TASK TO COMPLETE - Everything in the entries except the pictures should be copied exactly.

(RECORDS TO PROCESS Opens)

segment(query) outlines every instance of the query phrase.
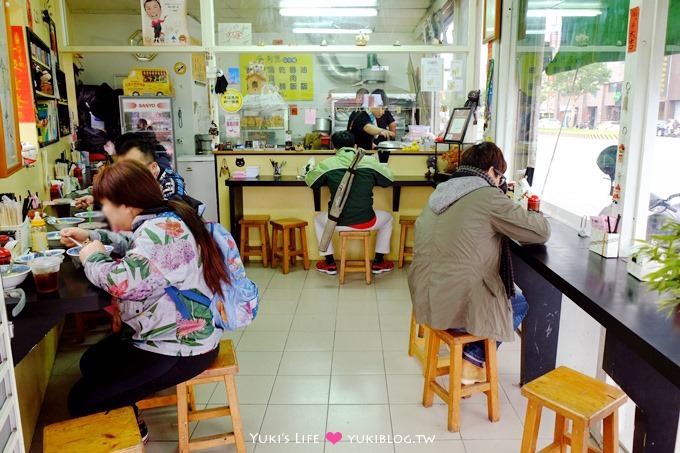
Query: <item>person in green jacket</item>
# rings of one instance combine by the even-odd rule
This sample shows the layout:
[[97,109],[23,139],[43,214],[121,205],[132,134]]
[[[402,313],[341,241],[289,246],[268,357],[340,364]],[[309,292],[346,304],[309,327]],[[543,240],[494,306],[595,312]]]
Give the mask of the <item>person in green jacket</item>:
[[[354,136],[350,131],[340,131],[331,137],[333,148],[337,149],[335,156],[323,160],[313,170],[307,173],[305,182],[312,189],[327,185],[331,191],[331,201],[335,197],[340,181],[352,164],[356,153]],[[373,187],[389,187],[392,185],[392,172],[378,162],[375,156],[365,156],[354,177],[354,182],[347,198],[347,203],[340,214],[336,231],[377,230],[375,241],[375,259],[371,266],[374,274],[389,272],[394,269],[394,263],[384,258],[390,252],[392,237],[392,214],[386,211],[373,210]],[[328,221],[328,213],[322,212],[316,216],[314,226],[316,237],[320,241],[323,230]],[[328,250],[321,252],[325,259],[316,263],[316,270],[329,275],[337,273],[337,266],[333,258],[333,243]]]

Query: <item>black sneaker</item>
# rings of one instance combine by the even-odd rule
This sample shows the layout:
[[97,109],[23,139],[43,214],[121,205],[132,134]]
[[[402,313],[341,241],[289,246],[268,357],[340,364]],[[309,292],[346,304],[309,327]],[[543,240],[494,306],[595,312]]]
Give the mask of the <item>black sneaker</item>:
[[147,428],[144,420],[138,420],[139,434],[142,436],[142,442],[146,445],[149,442],[149,428]]

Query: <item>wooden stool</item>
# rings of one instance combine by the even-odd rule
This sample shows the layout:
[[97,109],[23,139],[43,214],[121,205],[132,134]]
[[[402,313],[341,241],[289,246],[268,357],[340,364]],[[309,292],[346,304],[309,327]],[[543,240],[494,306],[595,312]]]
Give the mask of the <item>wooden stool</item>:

(RECORDS TO PROCESS Closes)

ANSWER TO THE PROBLEM -
segment(query) outlines every instance of the query phrase.
Query: <item>person in green jacket</item>
# rings of one instance combine by the even-odd rule
This sample shows the layout:
[[97,109],[23,139],[43,214],[121,205],[132,134]]
[[[402,313],[341,241],[289,246],[268,357],[340,364]],[[309,292],[346,304],[309,327]],[[543,240],[494,306],[595,312]]]
Give the mask of the <item>person in green jacket</item>:
[[[354,136],[350,131],[340,131],[331,137],[333,148],[337,149],[335,156],[323,160],[313,170],[307,173],[305,182],[312,189],[327,185],[331,191],[331,201],[335,197],[340,181],[352,164],[356,153]],[[373,187],[389,187],[392,185],[392,172],[378,162],[375,156],[365,156],[354,177],[354,182],[347,198],[347,203],[340,214],[336,231],[377,230],[375,241],[375,259],[371,266],[374,274],[389,272],[394,269],[394,263],[384,258],[390,252],[392,237],[392,214],[386,211],[373,210]],[[328,221],[328,213],[322,212],[316,216],[314,226],[316,237],[320,241],[323,230]],[[328,250],[321,252],[325,259],[316,263],[316,270],[329,275],[337,273],[337,266],[333,258],[333,243]]]

Query: <item>black sneaker</item>
# rings of one instance combine by the even-odd rule
This sample shows the layout:
[[97,109],[23,139],[43,214],[121,205],[132,134]]
[[[402,313],[341,241],[289,246],[268,357],[340,364]],[[309,292],[346,304],[309,327]],[[543,240],[494,306],[595,312]]]
Give the mask of the <item>black sneaker</item>:
[[147,428],[144,420],[138,420],[139,434],[142,436],[142,442],[146,445],[149,442],[149,428]]

Query: <item>wooden stool</item>
# rings of one instance combine by the even-odd rule
This sample shows the layout:
[[97,109],[23,139],[43,214],[121,205],[132,134]]
[[[402,313],[341,241],[289,246],[268,357],[340,364]],[[309,292],[346,304],[309,327]],[[543,240],[494,306],[595,312]]]
Give the mask of the <item>wooden stool</item>:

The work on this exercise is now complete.